>> START LISTED RECORDS
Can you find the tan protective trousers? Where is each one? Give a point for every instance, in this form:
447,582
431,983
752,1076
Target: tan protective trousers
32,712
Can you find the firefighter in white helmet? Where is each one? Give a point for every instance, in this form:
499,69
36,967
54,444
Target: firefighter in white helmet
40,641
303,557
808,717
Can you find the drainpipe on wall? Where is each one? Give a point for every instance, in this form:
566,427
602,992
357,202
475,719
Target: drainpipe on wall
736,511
>> END LISTED RECORDS
>> START LISTED RECORDS
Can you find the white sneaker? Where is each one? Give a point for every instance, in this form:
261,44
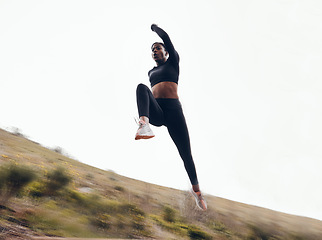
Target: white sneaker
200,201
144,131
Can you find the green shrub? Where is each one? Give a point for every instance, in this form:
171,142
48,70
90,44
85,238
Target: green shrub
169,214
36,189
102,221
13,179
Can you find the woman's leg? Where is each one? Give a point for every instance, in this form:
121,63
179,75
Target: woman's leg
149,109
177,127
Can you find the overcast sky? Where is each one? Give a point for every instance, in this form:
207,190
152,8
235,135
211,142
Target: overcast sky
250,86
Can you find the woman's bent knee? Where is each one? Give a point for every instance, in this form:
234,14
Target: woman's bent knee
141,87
>> END LISTED RECORDS
>> START LISTED RECORDS
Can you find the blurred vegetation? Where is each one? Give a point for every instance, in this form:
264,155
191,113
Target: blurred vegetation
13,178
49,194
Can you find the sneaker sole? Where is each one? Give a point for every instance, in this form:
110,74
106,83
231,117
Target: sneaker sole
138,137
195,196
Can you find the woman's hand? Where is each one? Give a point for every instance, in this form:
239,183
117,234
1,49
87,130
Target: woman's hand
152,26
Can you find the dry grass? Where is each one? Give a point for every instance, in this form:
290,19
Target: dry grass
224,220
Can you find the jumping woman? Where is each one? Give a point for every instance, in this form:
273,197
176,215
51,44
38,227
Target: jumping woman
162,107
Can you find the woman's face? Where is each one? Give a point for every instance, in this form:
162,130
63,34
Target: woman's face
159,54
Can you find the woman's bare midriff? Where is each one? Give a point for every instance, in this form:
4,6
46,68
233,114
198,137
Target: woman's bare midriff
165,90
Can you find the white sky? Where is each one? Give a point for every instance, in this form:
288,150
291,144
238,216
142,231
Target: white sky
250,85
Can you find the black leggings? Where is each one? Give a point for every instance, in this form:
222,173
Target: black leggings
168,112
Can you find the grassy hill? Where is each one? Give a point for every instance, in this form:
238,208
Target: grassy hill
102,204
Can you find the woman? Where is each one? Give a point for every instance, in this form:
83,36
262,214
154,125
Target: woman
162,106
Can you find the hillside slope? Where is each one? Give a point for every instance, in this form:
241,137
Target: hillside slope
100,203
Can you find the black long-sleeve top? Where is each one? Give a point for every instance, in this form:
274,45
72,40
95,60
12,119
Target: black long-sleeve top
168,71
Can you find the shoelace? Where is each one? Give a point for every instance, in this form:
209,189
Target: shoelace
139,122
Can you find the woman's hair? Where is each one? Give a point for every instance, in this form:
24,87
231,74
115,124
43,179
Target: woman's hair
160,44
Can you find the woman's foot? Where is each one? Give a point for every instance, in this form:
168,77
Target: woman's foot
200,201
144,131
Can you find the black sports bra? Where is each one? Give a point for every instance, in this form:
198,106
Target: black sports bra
>> END LISTED RECORDS
GOAL:
State how many lines in the records above contain the string "white". Give only the number.

FINAL RESULT:
6